# Supplied passage
------------------------------------
In [54]:
import json, nlp
import tensorflow as tf
import numpy as np
from contextlib import closing
from collections import Counter, Iterable
from gensim.models import KeyedVectors

from platform import python_version
print('Seed:', SEED)
print('Python:', python_version())
print('TensorFlow:', tf.__version__)

Seed: 764
Python: 3.5.4
TensorFlow: 1.4.0


## Data Analysis

In [38]:
class Metrics(ProgressTracker):
    '''
    TODO
    average utt per dial
    average word per utt
    total utt
    total word
    unique word
    '''
    def __init__(self, num_classes, label_name, ignore_negative=False, rate=1000, total=None):
        super().__init__(rate, total)
        self.num_classes = int(num_classes)
        self.label_name = label_name
        self.ignore_negative = ignore_negative
        self._baseline = 0
        self._distribution = Counter()
        self._vocabulary = Counter()
        self._frequencies = Counter()
------------------------------------
# Task material
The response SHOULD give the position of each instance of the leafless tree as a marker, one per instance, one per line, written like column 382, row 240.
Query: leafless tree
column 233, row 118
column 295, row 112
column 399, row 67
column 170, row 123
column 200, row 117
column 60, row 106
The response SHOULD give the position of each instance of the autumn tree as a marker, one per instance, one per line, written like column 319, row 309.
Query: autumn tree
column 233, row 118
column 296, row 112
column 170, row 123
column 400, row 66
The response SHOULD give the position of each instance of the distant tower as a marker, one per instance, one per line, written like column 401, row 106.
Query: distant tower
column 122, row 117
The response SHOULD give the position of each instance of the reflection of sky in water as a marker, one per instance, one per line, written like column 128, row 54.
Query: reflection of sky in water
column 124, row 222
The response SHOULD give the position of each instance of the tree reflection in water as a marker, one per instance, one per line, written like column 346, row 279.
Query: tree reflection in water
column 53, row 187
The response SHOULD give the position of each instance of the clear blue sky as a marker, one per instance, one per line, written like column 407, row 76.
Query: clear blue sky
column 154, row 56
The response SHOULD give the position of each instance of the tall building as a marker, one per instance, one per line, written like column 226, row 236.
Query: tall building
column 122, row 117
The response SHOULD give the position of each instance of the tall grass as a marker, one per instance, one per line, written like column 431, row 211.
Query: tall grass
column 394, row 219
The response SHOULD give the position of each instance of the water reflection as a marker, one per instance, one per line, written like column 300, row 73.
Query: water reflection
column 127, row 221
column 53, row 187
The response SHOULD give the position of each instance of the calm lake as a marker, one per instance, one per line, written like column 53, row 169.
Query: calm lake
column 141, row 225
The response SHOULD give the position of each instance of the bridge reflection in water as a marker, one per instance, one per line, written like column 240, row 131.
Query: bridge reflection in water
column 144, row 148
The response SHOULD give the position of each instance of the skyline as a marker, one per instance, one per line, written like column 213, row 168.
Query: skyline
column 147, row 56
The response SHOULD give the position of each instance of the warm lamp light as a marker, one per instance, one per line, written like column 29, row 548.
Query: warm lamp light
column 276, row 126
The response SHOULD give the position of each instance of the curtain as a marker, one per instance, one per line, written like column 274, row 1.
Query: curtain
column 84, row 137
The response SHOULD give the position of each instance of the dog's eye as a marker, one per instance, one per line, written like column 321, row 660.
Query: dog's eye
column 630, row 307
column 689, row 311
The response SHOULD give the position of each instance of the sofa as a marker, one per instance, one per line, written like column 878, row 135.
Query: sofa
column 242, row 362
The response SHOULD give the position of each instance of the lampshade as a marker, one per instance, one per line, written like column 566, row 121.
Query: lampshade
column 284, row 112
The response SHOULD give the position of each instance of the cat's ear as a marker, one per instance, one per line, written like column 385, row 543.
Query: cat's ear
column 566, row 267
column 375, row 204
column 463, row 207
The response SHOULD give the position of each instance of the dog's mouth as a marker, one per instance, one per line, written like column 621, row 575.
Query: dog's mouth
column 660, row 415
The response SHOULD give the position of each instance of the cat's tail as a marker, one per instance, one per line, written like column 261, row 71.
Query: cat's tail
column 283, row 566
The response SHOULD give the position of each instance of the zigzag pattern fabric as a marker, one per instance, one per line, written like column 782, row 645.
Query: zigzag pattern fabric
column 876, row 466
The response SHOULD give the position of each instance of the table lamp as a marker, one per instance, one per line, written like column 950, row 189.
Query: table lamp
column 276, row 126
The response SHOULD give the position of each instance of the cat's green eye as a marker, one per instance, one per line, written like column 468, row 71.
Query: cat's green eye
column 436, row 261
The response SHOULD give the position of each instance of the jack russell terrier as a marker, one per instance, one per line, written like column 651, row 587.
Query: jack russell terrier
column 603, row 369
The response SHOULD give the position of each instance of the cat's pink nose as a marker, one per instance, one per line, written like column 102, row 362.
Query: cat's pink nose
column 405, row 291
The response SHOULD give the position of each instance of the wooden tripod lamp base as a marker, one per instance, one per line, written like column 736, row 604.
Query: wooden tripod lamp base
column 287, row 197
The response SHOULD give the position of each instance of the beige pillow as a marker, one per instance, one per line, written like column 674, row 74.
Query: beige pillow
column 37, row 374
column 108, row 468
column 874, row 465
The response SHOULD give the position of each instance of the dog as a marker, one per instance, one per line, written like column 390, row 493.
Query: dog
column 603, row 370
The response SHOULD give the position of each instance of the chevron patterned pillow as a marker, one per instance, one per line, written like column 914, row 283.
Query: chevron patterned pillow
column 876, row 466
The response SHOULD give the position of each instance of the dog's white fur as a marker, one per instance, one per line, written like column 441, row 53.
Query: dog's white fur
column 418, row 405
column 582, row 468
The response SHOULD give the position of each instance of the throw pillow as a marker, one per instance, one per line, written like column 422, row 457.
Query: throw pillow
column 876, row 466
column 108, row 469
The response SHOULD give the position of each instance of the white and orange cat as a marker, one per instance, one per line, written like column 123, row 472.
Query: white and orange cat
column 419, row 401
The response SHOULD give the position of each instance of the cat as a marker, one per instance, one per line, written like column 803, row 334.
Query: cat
------------------------------------
# What this exercise asks
[A] Write out the whole notebook excerpt with no changes.
[B] Pull out each line of the entries that contains the string "curtain", with case counting.
The entries are unrelated to the notebook excerpt.

# Expected answers
[A]
In [54]:
import json, nlp
import tensorflow as tf
import numpy as np
from contextlib import closing
from collections import Counter, Iterable
from gensim.models import KeyedVectors

from platform import python_version
print('Seed:', SEED)
print('Python:', python_version())
print('TensorFlow:', tf.__version__)

Seed: 764
Python: 3.5.4
TensorFlow: 1.4.0


## Data Analysis

In [38]:
class Metrics(ProgressTracker):
    '''
    TODO
    average utt per dial
    average word per utt
    total utt
    total word
    unique word
    '''
    def __init__(self, num_classes, label_name, ignore_negative=False, rate=1000, total=None):
        super().__init__(rate, total)
        self.num_classes = int(num_classes)
        self.label_name = label_name
        self.ignore_negative = ignore_negative
        self._baseline = 0
        self._distribution = Counter()
        self._vocabulary = Counter()
        self._frequencies = Counter()

[B]
The response SHOULD give the position of each instance of the curtain as a marker, one per instance, one per line, written like column 274, row 1.
Query: curtain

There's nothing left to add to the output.